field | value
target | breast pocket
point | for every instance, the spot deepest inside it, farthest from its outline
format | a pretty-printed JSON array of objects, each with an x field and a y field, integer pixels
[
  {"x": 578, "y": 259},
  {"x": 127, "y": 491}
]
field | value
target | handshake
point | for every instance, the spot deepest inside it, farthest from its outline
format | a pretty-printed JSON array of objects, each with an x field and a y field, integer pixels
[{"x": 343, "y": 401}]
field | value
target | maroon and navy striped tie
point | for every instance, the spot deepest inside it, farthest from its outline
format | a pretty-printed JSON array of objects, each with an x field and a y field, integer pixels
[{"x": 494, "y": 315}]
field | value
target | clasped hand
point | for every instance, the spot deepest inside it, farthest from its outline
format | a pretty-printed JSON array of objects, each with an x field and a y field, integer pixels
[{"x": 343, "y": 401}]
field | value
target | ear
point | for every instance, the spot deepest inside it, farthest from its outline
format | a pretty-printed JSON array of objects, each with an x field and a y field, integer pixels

==========

* **To do**: Could you return all the data above exactly as it appears?

* **Response**:
field | value
target | breast pocket
point | for every instance, the spot deepest inside it, farthest from its outline
format | a pretty-printed JSON array of objects, each with an x field and a y field, integer pixels
[
  {"x": 578, "y": 259},
  {"x": 127, "y": 491}
]
field | value
target | handshake
point | for every instance, the spot deepest inside it, farthest from its outline
format | a pretty-printed JSON array of objects, each with an x field and a y field, integer pixels
[{"x": 343, "y": 401}]
field | value
target | maroon and navy striped tie
point | for every instance, the spot deepest inside it, farthest from its outline
format | a pretty-printed JSON array of objects, each with an x field and a y field, integer pixels
[{"x": 494, "y": 315}]
field | value
target | clasped hand
point | for every instance, the spot deepest inside it, farthest from its outline
format | a pretty-printed JSON array of objects, each with an x field and a y field, integer pixels
[{"x": 343, "y": 401}]
field | value
target | ear
point | for every instance, the spot deepest inside it, farthest from its outline
format | a pretty-printed JSON array of objects, each with an x field and a y field, integer pixels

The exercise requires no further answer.